↓↓↓

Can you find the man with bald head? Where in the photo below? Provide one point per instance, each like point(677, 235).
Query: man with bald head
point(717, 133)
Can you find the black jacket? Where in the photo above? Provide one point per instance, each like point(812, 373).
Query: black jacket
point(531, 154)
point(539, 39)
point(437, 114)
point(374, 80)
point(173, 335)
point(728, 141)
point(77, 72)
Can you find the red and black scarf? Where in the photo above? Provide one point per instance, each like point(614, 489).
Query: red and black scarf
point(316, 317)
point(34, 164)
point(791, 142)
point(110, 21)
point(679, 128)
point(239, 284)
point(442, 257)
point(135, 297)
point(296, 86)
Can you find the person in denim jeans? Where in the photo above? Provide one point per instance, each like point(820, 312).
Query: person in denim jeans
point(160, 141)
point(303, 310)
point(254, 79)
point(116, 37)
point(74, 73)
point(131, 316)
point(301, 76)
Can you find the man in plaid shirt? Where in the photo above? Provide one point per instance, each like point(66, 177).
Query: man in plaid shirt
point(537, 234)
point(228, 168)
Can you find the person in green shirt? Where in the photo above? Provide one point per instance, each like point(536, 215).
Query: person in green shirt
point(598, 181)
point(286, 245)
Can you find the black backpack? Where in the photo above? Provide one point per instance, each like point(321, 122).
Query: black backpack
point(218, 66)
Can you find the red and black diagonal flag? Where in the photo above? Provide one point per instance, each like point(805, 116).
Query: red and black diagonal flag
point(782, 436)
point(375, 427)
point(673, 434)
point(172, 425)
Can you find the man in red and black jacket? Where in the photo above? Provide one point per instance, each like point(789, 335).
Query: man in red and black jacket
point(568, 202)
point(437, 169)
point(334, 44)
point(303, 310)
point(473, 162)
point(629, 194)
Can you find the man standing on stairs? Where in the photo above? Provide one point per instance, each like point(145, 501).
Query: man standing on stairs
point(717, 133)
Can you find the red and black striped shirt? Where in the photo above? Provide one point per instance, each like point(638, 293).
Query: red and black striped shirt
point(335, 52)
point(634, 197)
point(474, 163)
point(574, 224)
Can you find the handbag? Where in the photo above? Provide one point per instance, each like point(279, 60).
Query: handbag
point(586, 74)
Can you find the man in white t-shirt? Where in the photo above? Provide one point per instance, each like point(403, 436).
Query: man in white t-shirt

↑↑↑

**What is asked**. Please rewrite the part of the listing that opens with the line containing "Can you find the man in white" and runs through the end of the listing, replacing "white t-shirt" with "gray sweater" and leaving everything else unchanged.

**Written solution**.
Can you find the man in gray sweater? Where in the photo above? Provide one point per instance, each like point(403, 436).
Query: man in gray sweater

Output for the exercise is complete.